• _Parts of the exercise_:
[A] Copy from the NEC excerpt the part that opens with the words containing "NEC highlighted strong" and closes with "and submarine systems.".
[B] List every strategic priority that the NEC excerpt names for the company's 2030 plan.

• _Page excerpt_:
--- START ---
NEC highlighted strong progress under its 2025 midterm plan, with revenue rising to JPY 3,582.7 billion from JPY 2,994 billion and adjusted operating profit increasing to JPY 386.8 billion from JPY 178.2 billion. EBITDA grew to JPY 530.2 billion, lifting the margin to 14.8% and exceeding the plan target, while ROIC reached 9.1% versus a 6.5% goal. The company also emphasized strategic priorities for its 2030 plan, including AI (cotomi), DX, cybersecurity, defense, and submarine systems.

Analysis

The key takeaway is that NEC is no longer just talking about transformation; it has proven it can rebase margins and capital efficiency while still growing. That matters because the next leg is likely less about revenue surprise and more about mix shift: higher recurring software/security revenue, AI-enabled services, and defense-adjacent infrastructure should compress cyclicality and lift valuation quality versus legacy Japanese hardware peers. In our view, the market will start paying for durability only when it sees the new portfolio sustain low-teens EBITDA margins through a slower macro tape. Second-order winners sit in the ecosystem around secure cloud, identity, and mission-critical infrastructure rather than in pure AI hype names. NEC’s internal AI rollout and security push should increase demand for data governance, sovereign cloud, network equipment, and subcontracted systems integration; the losers are commoditized domestic SI vendors and lower-tier telecom service providers that cannot match the same level of trust, integration, or government access. Defense and submarine exposure also creates a longer-duration order book, which can re-rate cash flow quality, but only if execution avoids the common Japan corporate trap of capital intensity rising faster than returns. The main risk is that investors extrapolate the operating leverage too aggressively. The mix transition into defense and security is slower to monetize than software, and wins in these segments can be lumpy by budget cycle, meaning the next 2-4 quarters may look flatter than the strategic narrative suggests. Another risk is AI productivity gains being treated as durable margin expansion when some of it may be one-time cost removal; if revenue growth decelerates or public-sector procurement delays emerge, the multiple expansion could stall quickly. Consensus may be underestimating how much of this story is actually a governance and capital-allocation rerating rather than an earnings rerating. If NEC keeps translating transformation into ROIC above its cost of capital, the stock can re-rate even without explosive top-line growth; if not, the market will treat the plan as another Japan corporate reboot. The asymmetry favors owning the name on pullbacks, but only with a disciplined exit if margins fail to hold in the next reporting cycle.
--- END ---
Point-per-instance localization data:
--- START ---
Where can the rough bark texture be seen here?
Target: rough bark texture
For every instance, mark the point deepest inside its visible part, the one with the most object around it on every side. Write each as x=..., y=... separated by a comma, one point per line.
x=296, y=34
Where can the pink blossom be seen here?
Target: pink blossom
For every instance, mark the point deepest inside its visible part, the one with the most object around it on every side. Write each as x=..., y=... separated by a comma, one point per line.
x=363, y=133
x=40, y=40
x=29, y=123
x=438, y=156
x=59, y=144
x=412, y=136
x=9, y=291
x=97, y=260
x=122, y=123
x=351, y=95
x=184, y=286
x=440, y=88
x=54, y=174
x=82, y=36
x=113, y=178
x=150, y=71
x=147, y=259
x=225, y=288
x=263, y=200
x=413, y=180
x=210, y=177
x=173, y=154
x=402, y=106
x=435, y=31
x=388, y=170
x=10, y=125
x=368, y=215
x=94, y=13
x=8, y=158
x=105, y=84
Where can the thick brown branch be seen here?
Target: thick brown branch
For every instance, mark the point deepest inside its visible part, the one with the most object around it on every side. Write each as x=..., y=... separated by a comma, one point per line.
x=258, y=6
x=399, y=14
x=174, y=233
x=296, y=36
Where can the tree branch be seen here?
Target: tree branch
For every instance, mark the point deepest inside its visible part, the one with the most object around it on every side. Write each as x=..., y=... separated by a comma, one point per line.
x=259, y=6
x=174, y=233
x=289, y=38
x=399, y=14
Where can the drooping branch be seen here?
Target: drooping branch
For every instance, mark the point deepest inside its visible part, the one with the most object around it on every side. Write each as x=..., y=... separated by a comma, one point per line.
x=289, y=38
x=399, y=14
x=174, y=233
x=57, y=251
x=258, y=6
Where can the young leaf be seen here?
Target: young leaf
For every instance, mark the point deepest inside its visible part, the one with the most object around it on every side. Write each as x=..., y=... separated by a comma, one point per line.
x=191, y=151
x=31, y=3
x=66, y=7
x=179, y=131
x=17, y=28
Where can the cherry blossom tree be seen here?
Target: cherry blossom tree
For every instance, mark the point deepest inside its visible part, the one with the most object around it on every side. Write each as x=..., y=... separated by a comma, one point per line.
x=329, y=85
--- END ---
• _Answers by item number_:
[A]
NEC highlighted strong progress under its 2025 midterm plan, with revenue rising to JPY 3,582.7 billion from JPY 2,994 billion and adjusted operating profit increasing to JPY 386.8 billion from JPY 178.2 billion. EBITDA grew to JPY 530.2 billion, lifting the margin to 14.8% and exceeding the plan target, while ROIC reached 9.1% versus a 6.5% goal. The company also emphasized strategic priorities for its 2030 plan, including AI (cotomi), DX, cybersecurity, defense, and submarine systems.

[B]
- AI (cotomi)
- DX
- Cybersecurity
- Defense
- Submarine systems